%%

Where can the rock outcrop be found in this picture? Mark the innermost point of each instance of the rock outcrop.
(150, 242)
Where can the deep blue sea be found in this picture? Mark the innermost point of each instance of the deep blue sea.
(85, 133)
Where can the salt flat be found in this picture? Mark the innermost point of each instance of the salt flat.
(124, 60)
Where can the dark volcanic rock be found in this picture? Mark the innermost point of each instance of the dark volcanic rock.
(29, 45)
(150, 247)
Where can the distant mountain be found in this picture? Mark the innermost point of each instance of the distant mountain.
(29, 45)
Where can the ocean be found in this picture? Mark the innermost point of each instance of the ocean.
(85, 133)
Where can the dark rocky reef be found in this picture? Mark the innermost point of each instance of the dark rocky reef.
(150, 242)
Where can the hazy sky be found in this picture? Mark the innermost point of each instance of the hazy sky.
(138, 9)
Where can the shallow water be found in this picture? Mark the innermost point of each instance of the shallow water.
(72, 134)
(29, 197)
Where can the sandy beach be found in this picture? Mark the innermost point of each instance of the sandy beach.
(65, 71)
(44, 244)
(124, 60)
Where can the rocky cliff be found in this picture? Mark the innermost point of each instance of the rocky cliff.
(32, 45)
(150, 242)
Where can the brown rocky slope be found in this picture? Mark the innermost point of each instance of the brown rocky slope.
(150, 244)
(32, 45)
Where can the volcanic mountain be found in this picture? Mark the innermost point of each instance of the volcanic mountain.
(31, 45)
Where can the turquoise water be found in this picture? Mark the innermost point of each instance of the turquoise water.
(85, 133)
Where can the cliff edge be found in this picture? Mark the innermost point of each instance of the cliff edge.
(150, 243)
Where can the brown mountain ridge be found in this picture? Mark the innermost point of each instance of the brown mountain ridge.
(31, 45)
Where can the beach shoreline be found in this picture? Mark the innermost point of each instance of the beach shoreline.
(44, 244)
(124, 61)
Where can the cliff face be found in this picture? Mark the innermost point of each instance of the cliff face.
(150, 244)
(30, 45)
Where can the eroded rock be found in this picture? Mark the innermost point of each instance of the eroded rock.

%%

What the task requires ::
Render the lines as a Markdown table with a "Row" column for the row number and a "Line" column for the line, leaving out any blank lines. Begin at the line that contains "Where can the brown mountain" and stop after the final line, including both ends.

Exercise solution ::
| Row | Line |
|---|---|
| 1 | Where can the brown mountain ridge be found in this picture? Mark the innermost point of each instance of the brown mountain ridge. |
| 2 | (31, 45) |
| 3 | Where can the beach shoreline be found in this picture? Mark the innermost point of each instance of the beach shoreline. |
| 4 | (44, 244) |
| 5 | (124, 61) |
| 6 | Where can the cliff face be found in this picture? Mark the innermost point of each instance of the cliff face. |
| 7 | (150, 244) |
| 8 | (30, 45) |
| 9 | Where can the eroded rock be found in this picture? Mark the innermost point of each instance of the eroded rock. |